Tu objetivo: Imprime sin cambios el pasaje del texto sobre el origen del nombre Spagnuologate, empezando en "En todo el mundo" y terminando en "y el Senado.".

El Spagnuologate debe su nombre en primer lugar, como es obvio, al apellido del abogado hablantín que comenzó su trayectoria en discapacidad el día que asumió como máxima autoridad de la agencia estatal que se ocupa del tema.
“Gate” viene del complejo de seis edificios ubicado en el barrio de Foggy Bottom de la ciudad de Washington, el Watergate, que sirvió para bautizar el escándalo político institucional de espionaje más célebre de la historia. Una de las seiscientas oficinas que existen allí (donde también hay centenares de viviendas, como la que ocupaba a fines de los noventa, créase o no, Mónica Lewinsky, la cariñosa pasante del presidente Bill Clinton) era la que alquilaba el Partido Demócrata, asaltada el 17 de junio de 1972 por cinco espías mediocres reclutados por el gobierno de Richard Nixon, nunca se supo del todo bien para espiarle exactamente qué a la oposición.
En todo el mundo los escándalos públicos con gran impacto político pasaron a identificarse con el sufijo “gate” después de que a un Nixon carente de explicaciones razonables, para zafar de la brillante investigación periodística de Bob Woodward y Carl Bernstein (que tenían 29 y 28 años) no se le ocurrió mejor idea que organizar un encubrimiento mediante la CIA y el FBI. Reacción que acabaría dos años más tarde con su presidencia, atenazada como a esa altura estaba por la Justicia y el Senado.

(Registros almacenados de una colección)
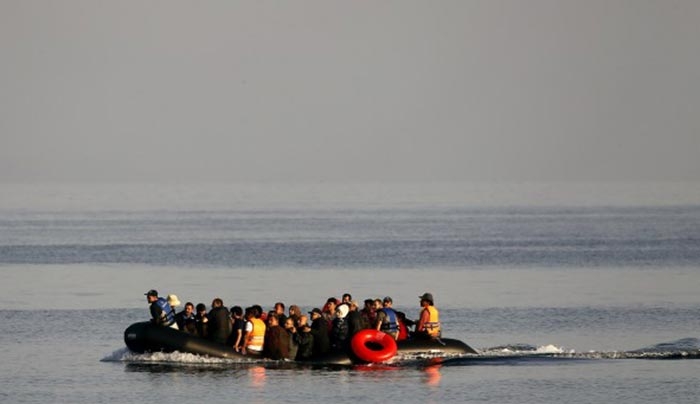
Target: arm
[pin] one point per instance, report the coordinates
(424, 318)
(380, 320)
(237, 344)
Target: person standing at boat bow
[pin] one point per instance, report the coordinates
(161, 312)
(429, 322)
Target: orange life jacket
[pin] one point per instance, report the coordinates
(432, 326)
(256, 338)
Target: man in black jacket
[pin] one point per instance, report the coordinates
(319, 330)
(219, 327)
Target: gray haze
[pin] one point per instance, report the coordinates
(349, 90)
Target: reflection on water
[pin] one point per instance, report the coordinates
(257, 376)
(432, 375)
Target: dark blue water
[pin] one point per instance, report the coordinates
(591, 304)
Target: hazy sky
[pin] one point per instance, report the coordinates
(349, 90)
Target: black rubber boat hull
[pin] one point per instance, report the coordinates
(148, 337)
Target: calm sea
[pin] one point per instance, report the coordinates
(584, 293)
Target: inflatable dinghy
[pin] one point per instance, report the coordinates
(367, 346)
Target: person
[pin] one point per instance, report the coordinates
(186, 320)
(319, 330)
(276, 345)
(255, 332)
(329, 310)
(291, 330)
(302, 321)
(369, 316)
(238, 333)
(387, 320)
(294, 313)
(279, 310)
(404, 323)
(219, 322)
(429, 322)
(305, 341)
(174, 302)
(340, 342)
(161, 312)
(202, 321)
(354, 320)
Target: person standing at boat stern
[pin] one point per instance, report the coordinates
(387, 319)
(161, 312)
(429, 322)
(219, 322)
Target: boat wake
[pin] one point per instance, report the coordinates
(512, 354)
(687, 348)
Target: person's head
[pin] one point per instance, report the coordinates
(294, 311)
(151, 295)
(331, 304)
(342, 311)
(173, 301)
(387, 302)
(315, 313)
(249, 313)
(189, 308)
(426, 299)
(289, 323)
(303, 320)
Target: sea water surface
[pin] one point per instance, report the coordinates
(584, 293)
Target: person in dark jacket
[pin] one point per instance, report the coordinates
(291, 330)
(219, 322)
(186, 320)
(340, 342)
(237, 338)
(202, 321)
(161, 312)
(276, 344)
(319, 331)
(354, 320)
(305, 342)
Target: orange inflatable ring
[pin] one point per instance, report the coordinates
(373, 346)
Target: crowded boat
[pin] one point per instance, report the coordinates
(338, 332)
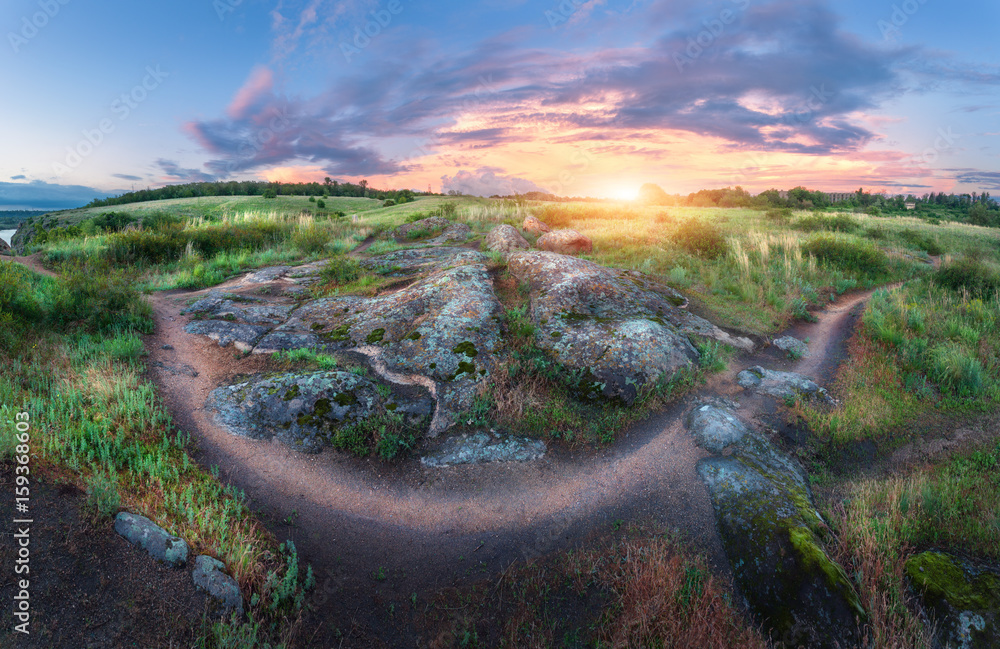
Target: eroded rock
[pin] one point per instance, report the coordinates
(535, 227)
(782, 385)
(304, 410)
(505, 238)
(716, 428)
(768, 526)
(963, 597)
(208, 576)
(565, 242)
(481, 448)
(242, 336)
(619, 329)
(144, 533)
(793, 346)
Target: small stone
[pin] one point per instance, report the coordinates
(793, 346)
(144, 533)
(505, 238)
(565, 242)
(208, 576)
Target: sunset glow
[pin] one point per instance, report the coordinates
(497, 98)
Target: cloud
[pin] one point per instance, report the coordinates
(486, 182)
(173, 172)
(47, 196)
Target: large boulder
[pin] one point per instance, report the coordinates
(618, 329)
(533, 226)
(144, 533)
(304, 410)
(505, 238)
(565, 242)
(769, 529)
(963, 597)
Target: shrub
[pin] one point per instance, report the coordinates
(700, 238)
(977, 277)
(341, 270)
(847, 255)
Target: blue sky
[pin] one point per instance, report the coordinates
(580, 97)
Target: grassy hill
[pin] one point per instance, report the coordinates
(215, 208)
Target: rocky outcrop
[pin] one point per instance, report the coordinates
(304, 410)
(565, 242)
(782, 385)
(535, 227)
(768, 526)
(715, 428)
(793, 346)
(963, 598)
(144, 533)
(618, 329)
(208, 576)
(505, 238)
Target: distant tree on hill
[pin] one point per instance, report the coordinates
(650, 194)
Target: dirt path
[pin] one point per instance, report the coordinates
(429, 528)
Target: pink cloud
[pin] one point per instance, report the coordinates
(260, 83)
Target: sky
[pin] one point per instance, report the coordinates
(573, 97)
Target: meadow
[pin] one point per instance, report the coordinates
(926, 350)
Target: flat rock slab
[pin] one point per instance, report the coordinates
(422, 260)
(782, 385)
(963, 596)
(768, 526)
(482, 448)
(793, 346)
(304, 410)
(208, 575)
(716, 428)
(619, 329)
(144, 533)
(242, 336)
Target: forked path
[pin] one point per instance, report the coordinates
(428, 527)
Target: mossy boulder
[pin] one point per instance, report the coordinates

==

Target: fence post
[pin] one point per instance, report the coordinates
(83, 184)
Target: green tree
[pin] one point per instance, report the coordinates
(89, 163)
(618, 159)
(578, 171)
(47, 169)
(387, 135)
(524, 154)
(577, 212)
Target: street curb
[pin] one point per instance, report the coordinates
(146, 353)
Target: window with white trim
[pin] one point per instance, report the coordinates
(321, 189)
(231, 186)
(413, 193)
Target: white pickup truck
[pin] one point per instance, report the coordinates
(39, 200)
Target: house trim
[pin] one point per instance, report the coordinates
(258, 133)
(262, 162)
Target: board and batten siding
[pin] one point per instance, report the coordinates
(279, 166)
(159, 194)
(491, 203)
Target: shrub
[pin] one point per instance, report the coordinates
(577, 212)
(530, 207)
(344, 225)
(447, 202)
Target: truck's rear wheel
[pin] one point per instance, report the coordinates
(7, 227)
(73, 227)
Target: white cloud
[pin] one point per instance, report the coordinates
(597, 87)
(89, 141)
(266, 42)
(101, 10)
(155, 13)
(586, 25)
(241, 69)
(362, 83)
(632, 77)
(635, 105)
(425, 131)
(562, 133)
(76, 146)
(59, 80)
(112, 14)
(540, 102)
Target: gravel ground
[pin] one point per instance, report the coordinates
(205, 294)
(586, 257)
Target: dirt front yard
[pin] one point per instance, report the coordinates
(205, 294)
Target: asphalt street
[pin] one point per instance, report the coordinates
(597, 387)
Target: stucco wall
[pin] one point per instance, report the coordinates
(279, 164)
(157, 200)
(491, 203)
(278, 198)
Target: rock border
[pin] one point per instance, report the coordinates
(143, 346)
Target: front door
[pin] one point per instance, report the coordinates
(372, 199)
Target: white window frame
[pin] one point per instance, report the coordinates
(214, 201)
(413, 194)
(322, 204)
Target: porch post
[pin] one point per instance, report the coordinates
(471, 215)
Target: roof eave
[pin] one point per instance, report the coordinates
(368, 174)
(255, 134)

* * *

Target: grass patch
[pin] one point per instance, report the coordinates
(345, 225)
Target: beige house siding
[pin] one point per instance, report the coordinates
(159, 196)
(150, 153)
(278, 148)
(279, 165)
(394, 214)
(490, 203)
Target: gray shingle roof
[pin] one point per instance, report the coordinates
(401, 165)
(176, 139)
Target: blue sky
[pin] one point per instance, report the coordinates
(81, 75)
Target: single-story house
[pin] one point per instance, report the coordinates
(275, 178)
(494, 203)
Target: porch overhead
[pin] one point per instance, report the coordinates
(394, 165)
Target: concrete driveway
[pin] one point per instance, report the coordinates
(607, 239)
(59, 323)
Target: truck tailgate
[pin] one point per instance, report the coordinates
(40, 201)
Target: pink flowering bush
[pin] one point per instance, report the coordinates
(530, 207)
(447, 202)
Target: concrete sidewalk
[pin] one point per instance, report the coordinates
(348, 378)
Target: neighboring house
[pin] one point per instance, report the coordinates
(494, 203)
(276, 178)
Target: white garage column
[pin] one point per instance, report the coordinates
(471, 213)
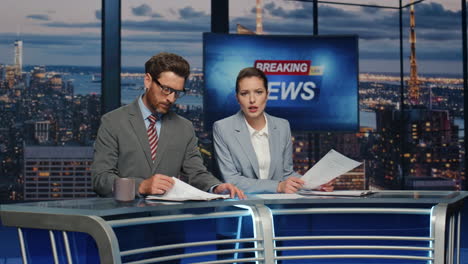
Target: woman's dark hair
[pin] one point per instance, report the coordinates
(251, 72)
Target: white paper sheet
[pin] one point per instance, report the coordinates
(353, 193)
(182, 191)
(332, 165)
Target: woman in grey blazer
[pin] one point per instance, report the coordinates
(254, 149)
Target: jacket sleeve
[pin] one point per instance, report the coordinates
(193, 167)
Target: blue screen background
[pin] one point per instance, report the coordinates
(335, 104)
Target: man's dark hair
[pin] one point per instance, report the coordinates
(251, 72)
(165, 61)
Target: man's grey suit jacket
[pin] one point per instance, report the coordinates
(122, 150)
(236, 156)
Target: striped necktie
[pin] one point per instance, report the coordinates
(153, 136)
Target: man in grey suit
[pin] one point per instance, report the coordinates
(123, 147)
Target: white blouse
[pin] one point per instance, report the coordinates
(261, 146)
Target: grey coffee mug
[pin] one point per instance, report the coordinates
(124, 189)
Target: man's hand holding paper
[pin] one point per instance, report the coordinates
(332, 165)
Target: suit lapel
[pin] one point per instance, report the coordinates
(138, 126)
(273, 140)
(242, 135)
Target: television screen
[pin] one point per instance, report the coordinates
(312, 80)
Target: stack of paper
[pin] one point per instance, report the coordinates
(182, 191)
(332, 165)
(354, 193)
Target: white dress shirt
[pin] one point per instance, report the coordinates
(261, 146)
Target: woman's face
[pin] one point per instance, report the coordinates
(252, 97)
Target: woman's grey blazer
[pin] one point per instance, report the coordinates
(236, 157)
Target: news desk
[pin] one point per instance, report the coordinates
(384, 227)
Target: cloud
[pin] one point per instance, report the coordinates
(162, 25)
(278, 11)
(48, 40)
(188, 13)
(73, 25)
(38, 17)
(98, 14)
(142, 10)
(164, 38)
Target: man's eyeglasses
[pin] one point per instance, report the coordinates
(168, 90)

Respuesta escrita:
En todo el mundo los escándalos públicos con gran impacto político pasaron a identificarse con el sufijo “gate” después de que a un Nixon carente de explicaciones razonables, para zafar de la brillante investigación periodística de Bob Woodward y Carl Bernstein (que tenían 29 y 28 años) no se le ocurrió mejor idea que organizar un encubrimiento mediante la CIA y el FBI. Reacción que acabaría dos años más tarde con su presidencia, atenazada como a esa altura estaba por la Justicia y el Senado.